### CONSIGNE:
Affichez telles quelles toutes les lignes du listing contenant la chaîne « surface », en tenant compte de la casse.

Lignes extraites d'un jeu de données

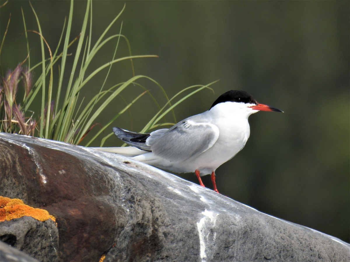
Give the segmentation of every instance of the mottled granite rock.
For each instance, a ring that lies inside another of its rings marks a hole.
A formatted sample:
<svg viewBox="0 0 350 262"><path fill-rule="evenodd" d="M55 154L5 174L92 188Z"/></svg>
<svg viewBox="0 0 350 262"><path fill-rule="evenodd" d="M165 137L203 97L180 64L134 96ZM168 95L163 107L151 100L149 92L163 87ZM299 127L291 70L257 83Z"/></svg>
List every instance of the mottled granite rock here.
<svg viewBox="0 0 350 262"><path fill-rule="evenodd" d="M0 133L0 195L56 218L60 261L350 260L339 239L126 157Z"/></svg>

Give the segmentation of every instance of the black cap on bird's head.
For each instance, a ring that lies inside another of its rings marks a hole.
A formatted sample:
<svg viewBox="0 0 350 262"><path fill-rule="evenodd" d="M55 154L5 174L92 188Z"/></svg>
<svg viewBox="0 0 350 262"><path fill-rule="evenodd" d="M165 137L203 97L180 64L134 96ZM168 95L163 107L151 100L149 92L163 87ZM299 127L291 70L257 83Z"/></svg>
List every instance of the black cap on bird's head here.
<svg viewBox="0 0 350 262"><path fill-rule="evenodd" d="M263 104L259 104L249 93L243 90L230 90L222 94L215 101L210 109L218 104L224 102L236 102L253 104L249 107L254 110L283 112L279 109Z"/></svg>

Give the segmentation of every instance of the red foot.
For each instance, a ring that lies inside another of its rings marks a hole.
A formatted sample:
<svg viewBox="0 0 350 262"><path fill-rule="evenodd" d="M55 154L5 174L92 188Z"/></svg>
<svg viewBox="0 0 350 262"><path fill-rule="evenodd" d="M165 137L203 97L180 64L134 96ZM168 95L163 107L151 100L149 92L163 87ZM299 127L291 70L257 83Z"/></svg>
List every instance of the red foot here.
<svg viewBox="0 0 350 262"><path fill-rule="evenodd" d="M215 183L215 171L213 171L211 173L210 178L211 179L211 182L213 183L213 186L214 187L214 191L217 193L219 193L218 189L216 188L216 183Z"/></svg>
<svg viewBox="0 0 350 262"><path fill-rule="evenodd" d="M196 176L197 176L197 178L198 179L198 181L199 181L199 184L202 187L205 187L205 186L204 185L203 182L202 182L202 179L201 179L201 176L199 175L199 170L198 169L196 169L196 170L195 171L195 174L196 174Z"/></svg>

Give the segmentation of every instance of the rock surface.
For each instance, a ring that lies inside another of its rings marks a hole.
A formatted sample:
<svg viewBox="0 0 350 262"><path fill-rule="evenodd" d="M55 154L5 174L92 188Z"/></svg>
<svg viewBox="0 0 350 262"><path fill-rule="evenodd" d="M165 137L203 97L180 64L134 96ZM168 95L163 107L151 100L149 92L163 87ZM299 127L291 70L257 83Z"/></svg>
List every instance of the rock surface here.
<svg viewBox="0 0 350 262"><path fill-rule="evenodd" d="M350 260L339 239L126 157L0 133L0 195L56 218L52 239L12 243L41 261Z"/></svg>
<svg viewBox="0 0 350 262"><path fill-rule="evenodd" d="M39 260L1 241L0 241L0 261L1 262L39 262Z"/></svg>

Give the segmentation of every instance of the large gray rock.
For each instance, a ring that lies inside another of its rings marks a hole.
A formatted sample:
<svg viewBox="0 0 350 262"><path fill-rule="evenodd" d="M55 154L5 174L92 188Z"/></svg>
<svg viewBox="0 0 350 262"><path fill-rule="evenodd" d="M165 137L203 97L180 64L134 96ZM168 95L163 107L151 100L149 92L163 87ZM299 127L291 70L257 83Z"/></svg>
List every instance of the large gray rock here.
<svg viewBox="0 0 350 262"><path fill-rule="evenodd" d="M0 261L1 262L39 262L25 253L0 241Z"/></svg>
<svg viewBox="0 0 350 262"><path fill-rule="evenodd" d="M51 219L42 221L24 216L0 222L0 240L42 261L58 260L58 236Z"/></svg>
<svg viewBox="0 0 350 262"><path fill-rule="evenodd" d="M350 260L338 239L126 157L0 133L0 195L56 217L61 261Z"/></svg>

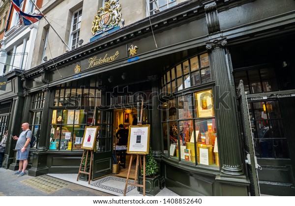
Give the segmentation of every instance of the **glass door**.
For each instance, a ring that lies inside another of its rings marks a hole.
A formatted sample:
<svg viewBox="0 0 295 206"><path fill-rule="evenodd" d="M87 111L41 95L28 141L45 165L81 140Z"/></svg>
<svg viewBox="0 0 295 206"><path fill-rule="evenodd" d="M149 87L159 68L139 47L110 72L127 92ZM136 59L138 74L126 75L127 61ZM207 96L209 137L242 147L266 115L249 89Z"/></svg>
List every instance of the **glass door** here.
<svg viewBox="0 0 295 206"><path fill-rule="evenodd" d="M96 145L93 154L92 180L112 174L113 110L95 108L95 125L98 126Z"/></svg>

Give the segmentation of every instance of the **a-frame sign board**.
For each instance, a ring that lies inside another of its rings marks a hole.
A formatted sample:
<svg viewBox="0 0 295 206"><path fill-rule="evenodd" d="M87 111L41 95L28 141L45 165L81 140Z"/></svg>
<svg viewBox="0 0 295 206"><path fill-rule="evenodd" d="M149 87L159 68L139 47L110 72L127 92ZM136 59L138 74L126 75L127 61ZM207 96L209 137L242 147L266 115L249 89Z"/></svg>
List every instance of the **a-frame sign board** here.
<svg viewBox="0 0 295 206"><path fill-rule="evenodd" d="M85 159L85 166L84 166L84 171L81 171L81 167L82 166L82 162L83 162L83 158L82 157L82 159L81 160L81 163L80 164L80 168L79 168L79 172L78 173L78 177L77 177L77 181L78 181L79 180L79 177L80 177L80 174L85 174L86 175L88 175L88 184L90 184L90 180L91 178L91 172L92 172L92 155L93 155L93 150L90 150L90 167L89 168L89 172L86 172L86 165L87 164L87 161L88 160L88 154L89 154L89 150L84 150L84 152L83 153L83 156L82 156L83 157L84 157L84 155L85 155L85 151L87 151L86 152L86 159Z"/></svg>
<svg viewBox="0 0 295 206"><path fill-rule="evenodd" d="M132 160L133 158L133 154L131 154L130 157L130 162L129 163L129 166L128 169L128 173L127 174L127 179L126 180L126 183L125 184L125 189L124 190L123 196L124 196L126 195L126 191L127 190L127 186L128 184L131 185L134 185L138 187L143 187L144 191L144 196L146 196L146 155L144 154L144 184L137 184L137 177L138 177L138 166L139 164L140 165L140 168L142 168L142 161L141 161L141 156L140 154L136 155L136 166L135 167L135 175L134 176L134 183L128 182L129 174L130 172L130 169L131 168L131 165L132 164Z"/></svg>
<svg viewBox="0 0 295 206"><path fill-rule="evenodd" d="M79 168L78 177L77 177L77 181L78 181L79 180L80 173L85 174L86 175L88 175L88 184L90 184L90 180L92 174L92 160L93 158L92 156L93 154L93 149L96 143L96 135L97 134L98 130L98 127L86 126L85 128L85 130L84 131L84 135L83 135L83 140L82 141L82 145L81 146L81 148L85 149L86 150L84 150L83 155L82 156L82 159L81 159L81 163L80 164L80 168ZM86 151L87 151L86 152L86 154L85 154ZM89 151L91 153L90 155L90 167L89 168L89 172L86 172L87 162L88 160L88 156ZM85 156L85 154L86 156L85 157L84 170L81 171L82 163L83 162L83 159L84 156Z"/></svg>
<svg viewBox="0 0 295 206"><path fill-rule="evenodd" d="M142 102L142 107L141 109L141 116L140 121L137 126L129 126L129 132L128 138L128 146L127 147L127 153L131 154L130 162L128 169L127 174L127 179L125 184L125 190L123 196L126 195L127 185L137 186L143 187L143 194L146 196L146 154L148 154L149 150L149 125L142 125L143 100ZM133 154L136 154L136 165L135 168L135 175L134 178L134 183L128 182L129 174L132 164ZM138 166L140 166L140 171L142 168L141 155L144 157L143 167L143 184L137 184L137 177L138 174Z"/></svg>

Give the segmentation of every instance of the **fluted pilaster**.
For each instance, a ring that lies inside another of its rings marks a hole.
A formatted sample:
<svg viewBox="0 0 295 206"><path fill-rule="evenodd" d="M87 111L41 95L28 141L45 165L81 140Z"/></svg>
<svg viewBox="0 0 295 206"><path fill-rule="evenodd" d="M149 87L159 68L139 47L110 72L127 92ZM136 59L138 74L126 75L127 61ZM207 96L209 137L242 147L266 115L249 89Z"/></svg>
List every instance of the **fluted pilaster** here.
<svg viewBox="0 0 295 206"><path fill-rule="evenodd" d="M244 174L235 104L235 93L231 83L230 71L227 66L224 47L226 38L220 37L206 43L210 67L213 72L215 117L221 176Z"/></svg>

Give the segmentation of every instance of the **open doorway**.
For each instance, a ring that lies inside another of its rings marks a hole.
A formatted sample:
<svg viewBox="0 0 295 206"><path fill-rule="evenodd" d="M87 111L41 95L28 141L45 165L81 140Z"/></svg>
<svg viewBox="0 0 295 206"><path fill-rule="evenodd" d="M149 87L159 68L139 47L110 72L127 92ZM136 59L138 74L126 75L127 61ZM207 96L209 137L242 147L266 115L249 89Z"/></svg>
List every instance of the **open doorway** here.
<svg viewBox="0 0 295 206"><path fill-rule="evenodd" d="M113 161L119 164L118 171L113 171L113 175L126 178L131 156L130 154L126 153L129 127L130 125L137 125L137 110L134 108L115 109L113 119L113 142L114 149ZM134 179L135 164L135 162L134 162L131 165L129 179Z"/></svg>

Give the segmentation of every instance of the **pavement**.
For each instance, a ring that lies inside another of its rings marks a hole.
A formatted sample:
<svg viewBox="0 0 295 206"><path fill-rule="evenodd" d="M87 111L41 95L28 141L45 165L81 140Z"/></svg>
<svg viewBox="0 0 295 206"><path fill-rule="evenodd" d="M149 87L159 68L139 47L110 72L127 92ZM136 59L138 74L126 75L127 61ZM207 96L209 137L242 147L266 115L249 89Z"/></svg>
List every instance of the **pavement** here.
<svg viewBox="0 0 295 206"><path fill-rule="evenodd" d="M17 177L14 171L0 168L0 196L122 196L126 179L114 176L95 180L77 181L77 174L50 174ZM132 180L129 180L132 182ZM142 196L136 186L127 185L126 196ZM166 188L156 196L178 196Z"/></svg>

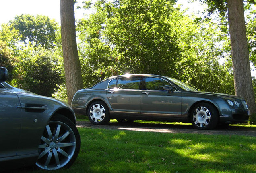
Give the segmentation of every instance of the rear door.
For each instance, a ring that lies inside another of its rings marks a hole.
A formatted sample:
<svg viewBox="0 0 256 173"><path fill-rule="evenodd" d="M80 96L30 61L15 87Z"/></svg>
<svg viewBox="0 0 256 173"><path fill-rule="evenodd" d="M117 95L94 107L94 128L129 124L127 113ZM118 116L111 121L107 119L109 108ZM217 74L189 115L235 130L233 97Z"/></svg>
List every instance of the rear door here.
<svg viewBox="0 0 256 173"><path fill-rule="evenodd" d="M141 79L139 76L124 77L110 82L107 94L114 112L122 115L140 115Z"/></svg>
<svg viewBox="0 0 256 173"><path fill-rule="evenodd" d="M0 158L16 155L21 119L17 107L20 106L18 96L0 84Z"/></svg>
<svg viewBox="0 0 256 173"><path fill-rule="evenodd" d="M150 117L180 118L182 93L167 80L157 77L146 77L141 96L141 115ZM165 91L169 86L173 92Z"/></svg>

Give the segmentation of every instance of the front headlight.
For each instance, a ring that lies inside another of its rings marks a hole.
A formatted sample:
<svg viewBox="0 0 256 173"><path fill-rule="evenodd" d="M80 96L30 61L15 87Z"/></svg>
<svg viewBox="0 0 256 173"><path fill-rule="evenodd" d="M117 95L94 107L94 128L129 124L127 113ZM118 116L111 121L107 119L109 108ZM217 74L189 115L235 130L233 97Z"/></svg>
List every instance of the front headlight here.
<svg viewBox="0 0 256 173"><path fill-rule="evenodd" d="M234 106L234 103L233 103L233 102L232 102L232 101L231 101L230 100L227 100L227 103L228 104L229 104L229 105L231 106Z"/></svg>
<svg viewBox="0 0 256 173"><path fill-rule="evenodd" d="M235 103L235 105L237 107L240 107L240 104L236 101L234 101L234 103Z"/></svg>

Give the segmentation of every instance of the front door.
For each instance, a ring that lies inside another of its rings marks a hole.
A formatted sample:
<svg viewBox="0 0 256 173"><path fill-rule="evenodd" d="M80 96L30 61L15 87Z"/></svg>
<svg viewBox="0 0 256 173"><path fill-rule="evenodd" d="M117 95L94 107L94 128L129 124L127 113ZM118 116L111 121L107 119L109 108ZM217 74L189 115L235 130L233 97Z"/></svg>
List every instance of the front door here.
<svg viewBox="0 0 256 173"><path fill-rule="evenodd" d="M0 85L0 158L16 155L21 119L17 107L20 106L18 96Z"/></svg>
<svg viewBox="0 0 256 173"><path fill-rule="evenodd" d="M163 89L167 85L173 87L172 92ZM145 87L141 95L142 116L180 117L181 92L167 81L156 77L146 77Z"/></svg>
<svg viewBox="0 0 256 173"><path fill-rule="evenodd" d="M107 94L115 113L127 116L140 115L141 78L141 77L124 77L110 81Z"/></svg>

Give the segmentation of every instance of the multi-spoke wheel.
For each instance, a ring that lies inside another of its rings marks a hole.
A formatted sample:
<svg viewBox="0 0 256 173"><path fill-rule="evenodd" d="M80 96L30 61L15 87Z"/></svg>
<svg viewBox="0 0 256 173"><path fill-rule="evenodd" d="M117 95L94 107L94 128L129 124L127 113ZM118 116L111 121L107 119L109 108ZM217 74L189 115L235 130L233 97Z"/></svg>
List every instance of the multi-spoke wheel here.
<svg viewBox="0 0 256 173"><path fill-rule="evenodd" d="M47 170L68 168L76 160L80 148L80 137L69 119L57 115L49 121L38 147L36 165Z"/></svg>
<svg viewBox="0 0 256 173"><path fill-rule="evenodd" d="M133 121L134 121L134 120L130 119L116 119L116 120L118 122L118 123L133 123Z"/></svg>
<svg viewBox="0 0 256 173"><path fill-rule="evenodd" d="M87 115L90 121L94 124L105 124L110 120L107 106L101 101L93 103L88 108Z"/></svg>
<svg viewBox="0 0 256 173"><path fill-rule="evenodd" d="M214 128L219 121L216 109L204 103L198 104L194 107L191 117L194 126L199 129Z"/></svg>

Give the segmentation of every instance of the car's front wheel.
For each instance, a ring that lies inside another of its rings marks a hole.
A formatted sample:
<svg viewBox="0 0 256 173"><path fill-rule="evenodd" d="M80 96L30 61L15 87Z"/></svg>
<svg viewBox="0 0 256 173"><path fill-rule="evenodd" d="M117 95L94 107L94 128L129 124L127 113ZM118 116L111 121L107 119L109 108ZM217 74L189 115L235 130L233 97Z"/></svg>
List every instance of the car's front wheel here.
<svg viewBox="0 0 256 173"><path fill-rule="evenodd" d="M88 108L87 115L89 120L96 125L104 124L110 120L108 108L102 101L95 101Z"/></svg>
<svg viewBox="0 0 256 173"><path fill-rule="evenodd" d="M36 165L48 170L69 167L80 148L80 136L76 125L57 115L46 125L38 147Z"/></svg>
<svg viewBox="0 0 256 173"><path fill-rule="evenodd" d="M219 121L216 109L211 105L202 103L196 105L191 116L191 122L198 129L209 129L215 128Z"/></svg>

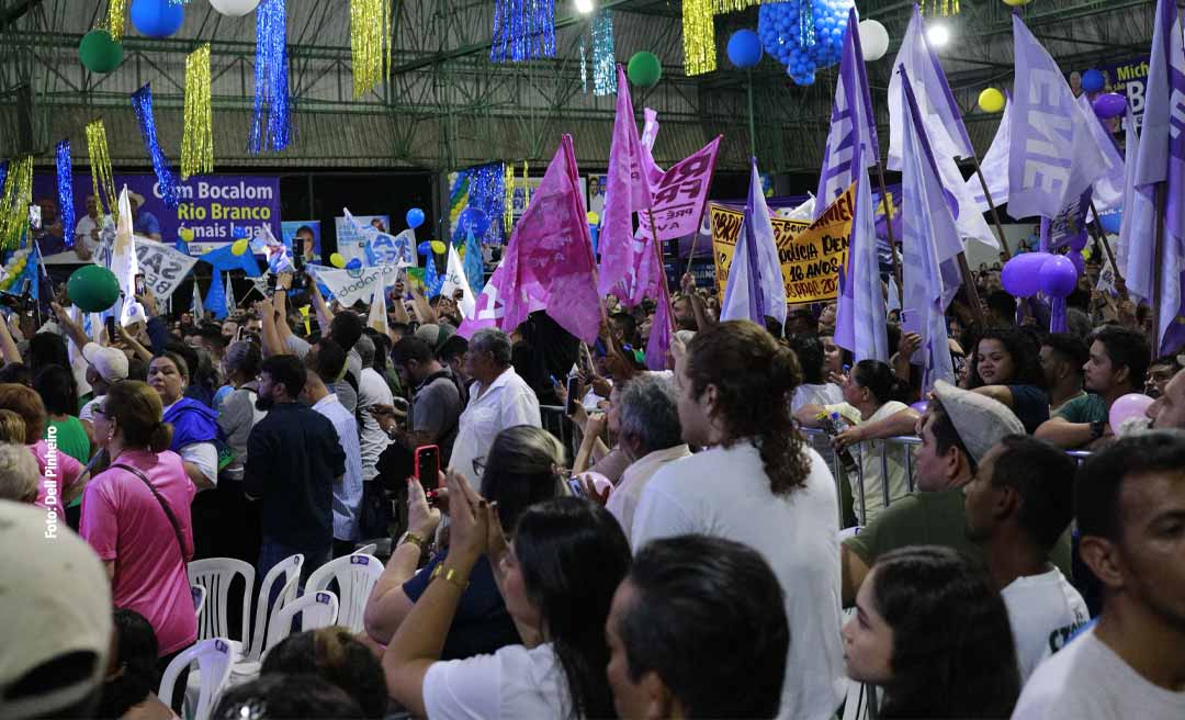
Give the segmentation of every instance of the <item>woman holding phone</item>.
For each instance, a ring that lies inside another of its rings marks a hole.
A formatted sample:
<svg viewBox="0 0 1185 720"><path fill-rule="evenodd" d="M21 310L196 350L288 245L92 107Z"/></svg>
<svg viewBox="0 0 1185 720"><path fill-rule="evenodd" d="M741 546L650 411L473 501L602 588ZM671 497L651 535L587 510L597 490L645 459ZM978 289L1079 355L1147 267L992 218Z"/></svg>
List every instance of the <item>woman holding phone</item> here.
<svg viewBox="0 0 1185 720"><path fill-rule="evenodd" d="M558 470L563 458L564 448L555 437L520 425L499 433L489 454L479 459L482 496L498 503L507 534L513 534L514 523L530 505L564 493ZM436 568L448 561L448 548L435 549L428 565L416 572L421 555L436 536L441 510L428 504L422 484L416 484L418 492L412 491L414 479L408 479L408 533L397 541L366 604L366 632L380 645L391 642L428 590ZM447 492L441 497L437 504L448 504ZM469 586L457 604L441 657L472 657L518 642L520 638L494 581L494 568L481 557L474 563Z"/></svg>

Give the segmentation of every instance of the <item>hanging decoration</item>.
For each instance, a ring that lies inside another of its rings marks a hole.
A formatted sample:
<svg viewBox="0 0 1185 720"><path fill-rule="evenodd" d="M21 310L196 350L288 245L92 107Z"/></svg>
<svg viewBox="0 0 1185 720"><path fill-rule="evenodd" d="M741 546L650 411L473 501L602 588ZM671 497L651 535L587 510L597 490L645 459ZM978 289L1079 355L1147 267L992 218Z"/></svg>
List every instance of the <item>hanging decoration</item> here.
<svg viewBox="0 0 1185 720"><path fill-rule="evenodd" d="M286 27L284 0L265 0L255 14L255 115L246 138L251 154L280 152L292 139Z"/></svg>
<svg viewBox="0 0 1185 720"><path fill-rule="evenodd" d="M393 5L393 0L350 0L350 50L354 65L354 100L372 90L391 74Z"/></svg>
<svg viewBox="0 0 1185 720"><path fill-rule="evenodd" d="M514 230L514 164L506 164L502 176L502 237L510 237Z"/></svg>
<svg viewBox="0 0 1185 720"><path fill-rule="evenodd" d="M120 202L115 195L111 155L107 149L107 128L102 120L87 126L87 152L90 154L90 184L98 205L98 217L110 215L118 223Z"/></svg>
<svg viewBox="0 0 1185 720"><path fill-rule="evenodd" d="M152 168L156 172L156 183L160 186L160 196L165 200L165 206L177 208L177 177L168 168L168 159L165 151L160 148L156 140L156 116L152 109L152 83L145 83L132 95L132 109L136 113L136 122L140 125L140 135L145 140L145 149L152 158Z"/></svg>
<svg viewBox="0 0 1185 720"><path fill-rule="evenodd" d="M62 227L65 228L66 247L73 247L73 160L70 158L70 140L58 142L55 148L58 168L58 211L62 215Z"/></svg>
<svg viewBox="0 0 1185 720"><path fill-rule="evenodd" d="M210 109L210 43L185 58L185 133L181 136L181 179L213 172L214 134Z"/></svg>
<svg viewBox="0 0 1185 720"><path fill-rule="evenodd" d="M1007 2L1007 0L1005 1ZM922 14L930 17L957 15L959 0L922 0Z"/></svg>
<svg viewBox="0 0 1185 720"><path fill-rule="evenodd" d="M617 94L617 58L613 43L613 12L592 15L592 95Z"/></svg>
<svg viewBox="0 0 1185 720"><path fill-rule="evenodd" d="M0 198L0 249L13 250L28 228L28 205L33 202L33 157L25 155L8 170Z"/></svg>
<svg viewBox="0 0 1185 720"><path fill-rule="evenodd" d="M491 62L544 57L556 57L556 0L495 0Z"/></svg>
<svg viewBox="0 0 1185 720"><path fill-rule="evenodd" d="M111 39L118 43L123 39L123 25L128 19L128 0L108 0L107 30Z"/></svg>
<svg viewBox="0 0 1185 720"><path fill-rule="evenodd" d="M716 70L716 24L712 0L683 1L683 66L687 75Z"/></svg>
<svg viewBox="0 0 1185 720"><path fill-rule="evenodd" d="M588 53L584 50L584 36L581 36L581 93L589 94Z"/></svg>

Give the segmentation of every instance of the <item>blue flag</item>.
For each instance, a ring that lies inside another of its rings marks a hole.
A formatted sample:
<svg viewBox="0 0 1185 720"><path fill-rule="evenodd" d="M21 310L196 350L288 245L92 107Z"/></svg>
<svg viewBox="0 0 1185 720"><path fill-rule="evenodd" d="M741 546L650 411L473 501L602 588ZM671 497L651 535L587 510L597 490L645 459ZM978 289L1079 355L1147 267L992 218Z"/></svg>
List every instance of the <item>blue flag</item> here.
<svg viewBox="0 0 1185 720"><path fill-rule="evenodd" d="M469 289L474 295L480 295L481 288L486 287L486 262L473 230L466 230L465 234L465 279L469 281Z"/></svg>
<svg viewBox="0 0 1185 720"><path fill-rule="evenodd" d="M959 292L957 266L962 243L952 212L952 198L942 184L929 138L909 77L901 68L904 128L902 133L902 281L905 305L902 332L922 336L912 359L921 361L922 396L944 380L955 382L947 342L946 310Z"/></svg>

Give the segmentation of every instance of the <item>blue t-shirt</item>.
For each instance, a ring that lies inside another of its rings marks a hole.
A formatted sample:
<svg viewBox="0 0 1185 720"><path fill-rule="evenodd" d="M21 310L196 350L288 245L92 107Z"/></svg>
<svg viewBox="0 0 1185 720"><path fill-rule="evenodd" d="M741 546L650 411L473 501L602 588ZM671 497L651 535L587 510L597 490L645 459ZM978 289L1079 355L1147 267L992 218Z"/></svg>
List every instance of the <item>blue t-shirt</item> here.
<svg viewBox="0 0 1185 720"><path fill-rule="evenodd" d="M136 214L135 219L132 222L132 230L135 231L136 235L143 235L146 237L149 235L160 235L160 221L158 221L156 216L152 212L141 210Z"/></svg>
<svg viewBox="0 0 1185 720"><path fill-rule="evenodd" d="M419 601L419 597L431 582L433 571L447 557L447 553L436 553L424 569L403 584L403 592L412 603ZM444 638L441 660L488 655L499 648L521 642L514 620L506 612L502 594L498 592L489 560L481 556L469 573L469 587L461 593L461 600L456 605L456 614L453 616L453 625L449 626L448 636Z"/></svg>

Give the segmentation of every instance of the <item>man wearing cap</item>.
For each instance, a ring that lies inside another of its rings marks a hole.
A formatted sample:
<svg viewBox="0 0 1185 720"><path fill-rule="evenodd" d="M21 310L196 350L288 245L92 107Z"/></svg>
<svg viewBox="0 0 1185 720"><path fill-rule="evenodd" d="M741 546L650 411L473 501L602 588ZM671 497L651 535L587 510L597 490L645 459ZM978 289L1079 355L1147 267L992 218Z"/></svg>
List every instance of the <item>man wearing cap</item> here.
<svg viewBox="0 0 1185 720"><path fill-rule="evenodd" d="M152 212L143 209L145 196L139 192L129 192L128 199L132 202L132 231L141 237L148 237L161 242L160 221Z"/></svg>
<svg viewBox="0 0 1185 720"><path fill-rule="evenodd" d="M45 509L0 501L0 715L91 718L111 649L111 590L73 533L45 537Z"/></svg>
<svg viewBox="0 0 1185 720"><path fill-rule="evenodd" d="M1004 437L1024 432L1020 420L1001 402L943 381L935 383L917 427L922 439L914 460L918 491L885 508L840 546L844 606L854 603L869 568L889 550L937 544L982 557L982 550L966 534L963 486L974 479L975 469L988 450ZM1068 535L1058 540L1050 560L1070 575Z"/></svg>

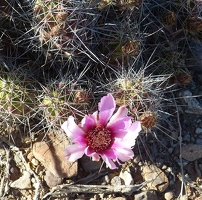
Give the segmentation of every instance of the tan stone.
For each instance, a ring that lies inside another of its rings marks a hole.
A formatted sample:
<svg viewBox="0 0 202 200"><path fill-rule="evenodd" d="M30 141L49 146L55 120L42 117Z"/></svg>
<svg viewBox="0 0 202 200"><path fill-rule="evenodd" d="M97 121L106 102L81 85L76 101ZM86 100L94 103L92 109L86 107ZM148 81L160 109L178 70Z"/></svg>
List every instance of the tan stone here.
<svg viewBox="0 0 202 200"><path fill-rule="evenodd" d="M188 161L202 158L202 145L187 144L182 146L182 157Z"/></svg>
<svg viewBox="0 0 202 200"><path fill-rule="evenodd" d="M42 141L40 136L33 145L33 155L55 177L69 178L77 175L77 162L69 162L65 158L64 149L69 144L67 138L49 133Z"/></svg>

### RÉSULTAT FINAL:
Give the segmentation of every instance of the rock surface.
List every instance of the rock surface here.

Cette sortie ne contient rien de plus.